▶ _Written instruction_
Images are excluded; otherwise, output every record exactly.

▶ _Data shown_
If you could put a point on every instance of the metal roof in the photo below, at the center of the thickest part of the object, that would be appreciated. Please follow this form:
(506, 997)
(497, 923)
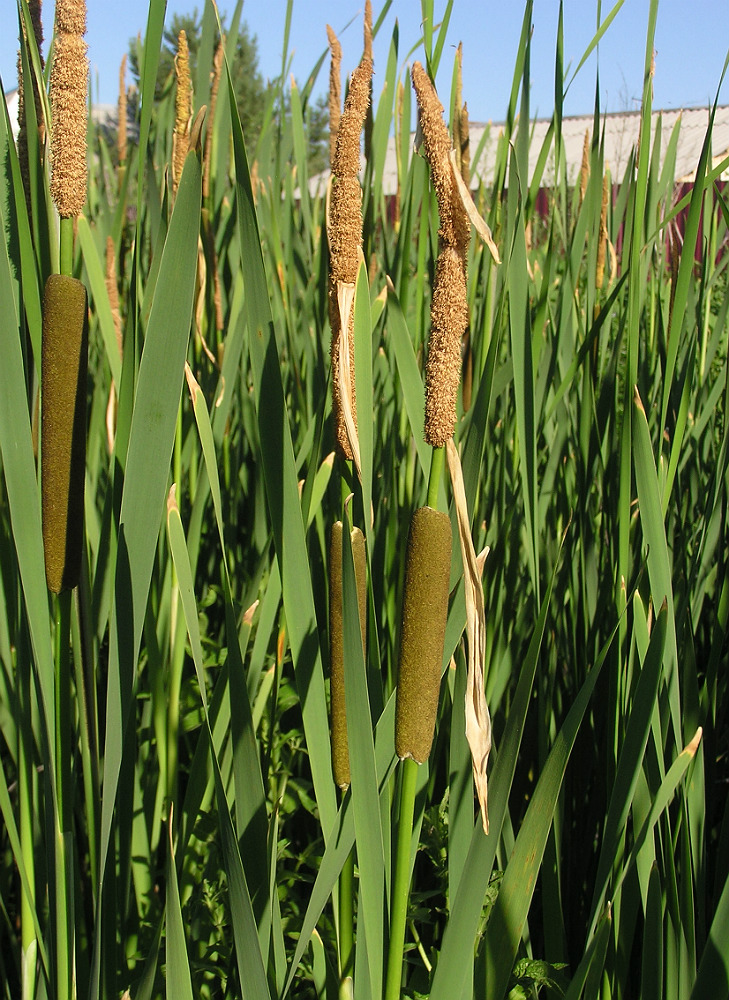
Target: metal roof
(620, 131)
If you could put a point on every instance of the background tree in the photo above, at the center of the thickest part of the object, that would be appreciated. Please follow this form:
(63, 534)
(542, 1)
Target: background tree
(249, 86)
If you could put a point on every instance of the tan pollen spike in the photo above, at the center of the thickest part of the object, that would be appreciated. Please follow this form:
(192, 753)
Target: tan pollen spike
(67, 86)
(449, 306)
(345, 247)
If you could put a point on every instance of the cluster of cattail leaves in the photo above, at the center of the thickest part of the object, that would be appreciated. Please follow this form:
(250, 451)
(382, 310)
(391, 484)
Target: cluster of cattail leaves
(205, 835)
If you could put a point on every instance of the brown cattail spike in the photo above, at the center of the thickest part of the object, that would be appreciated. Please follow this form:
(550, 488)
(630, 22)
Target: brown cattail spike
(449, 306)
(345, 236)
(424, 614)
(63, 428)
(71, 17)
(183, 109)
(69, 74)
(335, 92)
(340, 746)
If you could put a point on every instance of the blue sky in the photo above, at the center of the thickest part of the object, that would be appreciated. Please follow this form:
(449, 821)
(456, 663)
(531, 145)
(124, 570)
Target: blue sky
(691, 45)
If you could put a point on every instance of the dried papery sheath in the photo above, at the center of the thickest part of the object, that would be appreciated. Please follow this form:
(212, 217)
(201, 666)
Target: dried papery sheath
(63, 428)
(424, 614)
(183, 109)
(340, 746)
(214, 88)
(345, 239)
(22, 144)
(69, 74)
(449, 307)
(335, 92)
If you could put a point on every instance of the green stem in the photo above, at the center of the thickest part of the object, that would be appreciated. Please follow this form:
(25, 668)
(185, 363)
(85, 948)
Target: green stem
(436, 474)
(401, 882)
(27, 841)
(346, 917)
(64, 908)
(66, 262)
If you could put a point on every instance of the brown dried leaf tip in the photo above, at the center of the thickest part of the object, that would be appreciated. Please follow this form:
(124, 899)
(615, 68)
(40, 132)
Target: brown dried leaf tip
(69, 75)
(345, 236)
(335, 92)
(183, 109)
(449, 307)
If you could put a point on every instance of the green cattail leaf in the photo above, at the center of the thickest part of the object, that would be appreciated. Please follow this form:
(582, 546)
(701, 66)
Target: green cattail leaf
(151, 438)
(281, 481)
(63, 433)
(99, 296)
(363, 766)
(179, 981)
(424, 615)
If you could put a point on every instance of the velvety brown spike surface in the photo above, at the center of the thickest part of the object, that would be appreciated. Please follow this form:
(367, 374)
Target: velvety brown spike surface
(448, 323)
(345, 235)
(449, 306)
(424, 614)
(68, 122)
(63, 428)
(183, 109)
(71, 17)
(340, 745)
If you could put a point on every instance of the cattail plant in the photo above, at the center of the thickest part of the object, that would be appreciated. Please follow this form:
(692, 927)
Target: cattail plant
(64, 362)
(449, 306)
(424, 613)
(345, 245)
(340, 748)
(335, 92)
(183, 109)
(585, 166)
(22, 144)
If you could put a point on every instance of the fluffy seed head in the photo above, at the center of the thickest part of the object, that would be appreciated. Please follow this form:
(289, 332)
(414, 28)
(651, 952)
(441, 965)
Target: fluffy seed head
(183, 109)
(69, 73)
(346, 156)
(448, 323)
(71, 17)
(449, 306)
(345, 235)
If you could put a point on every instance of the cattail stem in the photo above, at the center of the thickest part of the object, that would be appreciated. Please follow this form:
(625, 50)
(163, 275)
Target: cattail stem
(401, 881)
(64, 791)
(436, 474)
(66, 259)
(346, 917)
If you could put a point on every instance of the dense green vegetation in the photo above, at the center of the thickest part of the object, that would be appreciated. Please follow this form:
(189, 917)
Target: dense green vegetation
(188, 748)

▶ _Output for this exercise_
If you could put a point on every instance of the metal roof in the photo below, at the center of the thickest part of the object, that would be appreciated. Please follow this form:
(506, 997)
(497, 923)
Target: metal roof
(620, 131)
If you could put a point on every instance of the background tree in the photo above, at the center of the thickest part of the object, that would be appreciated. Please follow this form:
(63, 534)
(542, 1)
Target: background tree
(249, 86)
If you could put a point on every instance of the tan pollen spike in the photo above, at the center of the thickest part of the object, that would be appreciated. Please follow this form:
(192, 753)
Target: tan pollen spike
(67, 86)
(449, 306)
(345, 247)
If you could put a point on every instance of the cluster of cattail leaves in the photo above, at the center of the thickest part of the object, that would be appreciated. Please follow this form:
(250, 451)
(382, 310)
(391, 484)
Target: cluster of cattail leaves
(205, 835)
If you could put a point on every instance of the brown cattail spike in the photo above, at the center of the thickest part of the object, that would be appreciated. Please follow this form:
(550, 488)
(630, 22)
Target: brown cattail spike
(449, 306)
(345, 236)
(424, 614)
(63, 428)
(71, 17)
(183, 109)
(69, 74)
(335, 92)
(340, 746)
If you could put a point on every instance of the blue sky in the photo above, at the center of the thickest part of the object, that would be appreciated. Please follow this form:
(449, 821)
(456, 663)
(531, 145)
(124, 570)
Target: blue sky
(691, 45)
If you could put a point on every instance of the dried papery sheath in the photo above, at the center of the thickest part of the object, that would be appreciated. Please follow this form:
(212, 217)
(201, 666)
Target: dried papery sheath
(63, 428)
(424, 614)
(183, 109)
(340, 746)
(214, 88)
(345, 239)
(22, 144)
(69, 74)
(449, 307)
(335, 92)
If you could put a point on every instance of the green stem in the photo above, at the center of the thickest part of the object, that would be appreciated. Please follow this form:
(25, 668)
(185, 363)
(85, 948)
Target: green stem
(436, 474)
(401, 882)
(27, 841)
(346, 917)
(64, 908)
(66, 262)
If you could put a point on every instance of the brown dried leaf tip in the photo above, at the center of the thickest part of the object, that would be appreciated. Please follow this form:
(124, 899)
(615, 68)
(40, 132)
Target: brown dried leaf tip
(69, 75)
(345, 236)
(335, 92)
(183, 109)
(449, 307)
If you could put a point on every instance of the green cattail leaf in the photo above, at the center of the thickest part of the object, that would be appreciated. Please follow this form:
(582, 546)
(701, 66)
Target: green cattail leaf
(151, 438)
(281, 481)
(63, 433)
(99, 296)
(363, 766)
(179, 981)
(424, 615)
If you could put a point on every instance of the velvety brown spike surface in the photo above, at the center of the thickest part of the object, that would be appreciated. Please follow this form:
(367, 374)
Target: velvety brown spike surface
(448, 323)
(345, 235)
(449, 306)
(424, 614)
(68, 122)
(63, 428)
(183, 109)
(71, 17)
(340, 745)
If you could put a point on every instance of the cattail plant in the photo above, at the center of the thickest part of the object, that would be appreciated. Please follow this form:
(692, 927)
Target: cattail plant
(64, 362)
(449, 306)
(424, 613)
(345, 245)
(340, 748)
(335, 92)
(183, 109)
(585, 166)
(22, 144)
If you could put a point on every instance of the fluffy seed head in the photo above, at the center of the thickest part of the object, that would be appreciated. Please follow this form:
(289, 332)
(414, 28)
(651, 952)
(441, 965)
Target: fluffy seed head
(183, 109)
(69, 73)
(346, 156)
(448, 323)
(71, 17)
(449, 306)
(345, 235)
If you could put a point on every instance of the cattail stem in the photo above, at the center of the thickest part of the object, that would be appreciated. Please follow this form:
(625, 50)
(163, 275)
Target: cattail stem
(401, 881)
(64, 791)
(436, 474)
(66, 259)
(346, 917)
If you could put a point on every instance of the dense green vegetation in the photo above, at the center of the thickest part of the object, that would be appreciated. Please follow this form:
(189, 917)
Target: dense green vegetation
(188, 748)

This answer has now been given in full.